------ PAGE TEXT

You’ll get a Dear Boston post eventually or maybe you won’t. Some things are too hard to say goodbye to. Rather than publish something that feels unfinished we are just going to skip ahead and we can always come back…especially to Boston. So let’s fast forward a little bit to the journey home. After I left Boston I took an entire week to make my way back home. It’s exactly 937 miles from door step to door step in the car one way. I’ve driven this distance 4 times. Twice with a friend and twice by myself. Sometimes I think I would make a really great truck driver. I love driving. I know that’s not a popular stance but I like driving and I like driving long distances. I even enjoy driving them alone. Nothing is better than a scenic drive by yourself. Windows down, music up (read that as country music up : ) ). I think some of my life’s greatest revelations have happened on the road like this. I’m usually struck with brilliant ideas like which friends should totally date but they’ve never met each other. A few marriages have come about like this and other great life decisions. As I was driving the last leg of my journey from Raleigh home, I had this epiphany. I ended up leaving Boston on the EXACT day that I moved to Boston in 2021. There’s something poetic and significant about that. My lease started in July 2021 and ended in June 2022. I extended my lease to the Tuesday after my program was over so I would have one last weekend and a Monday to get ready to move. It was arbitrary. There were no calculations on the calendar. My lease was up on day 363 but my friends wanted me last minute to come on a cabin weekend in Upstate New York. I had never been to Upstate New York and anyone who knows me knows I’m a collector of experiences. Maybe like the reverse of a bucket list. I’m about adding all the experiences I possibly can to my life. I want to experience and travel the whole world and all it has to offer.

------------
------ GIVEN RECORDS

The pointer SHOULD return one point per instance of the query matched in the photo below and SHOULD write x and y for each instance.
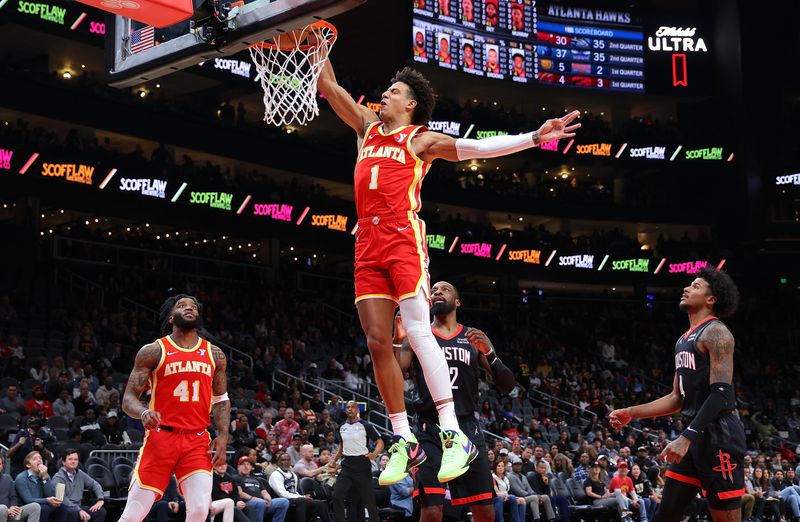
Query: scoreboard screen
(550, 43)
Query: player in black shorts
(466, 350)
(708, 455)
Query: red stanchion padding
(158, 13)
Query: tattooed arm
(147, 360)
(220, 409)
(718, 343)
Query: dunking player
(466, 350)
(710, 451)
(187, 380)
(391, 260)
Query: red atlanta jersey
(388, 176)
(181, 385)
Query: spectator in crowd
(294, 450)
(34, 485)
(34, 438)
(225, 488)
(84, 400)
(56, 386)
(597, 491)
(39, 402)
(253, 491)
(522, 489)
(242, 435)
(501, 488)
(75, 482)
(9, 503)
(286, 428)
(113, 431)
(63, 406)
(91, 433)
(306, 467)
(103, 393)
(12, 404)
(285, 483)
(621, 483)
(401, 496)
(582, 471)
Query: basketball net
(288, 67)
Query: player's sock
(447, 416)
(416, 320)
(400, 424)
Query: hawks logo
(725, 466)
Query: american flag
(142, 39)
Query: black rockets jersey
(693, 369)
(464, 367)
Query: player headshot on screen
(517, 17)
(491, 60)
(491, 13)
(468, 62)
(444, 49)
(419, 44)
(518, 65)
(467, 11)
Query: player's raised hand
(479, 340)
(558, 128)
(151, 419)
(619, 418)
(218, 448)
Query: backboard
(136, 53)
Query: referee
(356, 465)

------------

== STATED TASK 1 ==
Condense the paragraph in the post about leaving Boston that begins "You’ll get a Dear Boston post eventually" into a bulleted list that keeps its main facts.
== STATED TASK 2 ==
Pull out every line of the records that contains the string "jersey".

== FULL SOLUTION 1 ==
- A "Dear Boston" post may come later; for now the account skips ahead to the trip home.
- The author spent a full week driving home from Boston, a one-way trip of exactly 937 miles door to door.
- The author has driven that distance four times: twice with a friend and twice alone.
- The author loves driving, including long distances alone, with the windows down and country music up.
- Some of the author's biggest revelations have come on the road, such as ideas about which friends should date. A few marriages and other major life decisions followed.
- On the last leg, from Raleigh home, the author realized they had left Boston on the exact day they moved there in 2021.
- The lease ran from July 2021 to June 2022. It was extended, with no calendar calculation, to the Tuesday after the author's program ended, leaving one last weekend and a Monday to get ready to move.
- The lease was up on day 363, but friends asked at the last minute for the author to join a cabin weekend in Upstate New York, where the author had never been.
- The author calls themself a collector of experiences, something like the reverse of a bucket list, and wants to experience and travel the whole world.

== FULL SOLUTION 2 ==
Query: red atlanta jersey
Query: black rockets jersey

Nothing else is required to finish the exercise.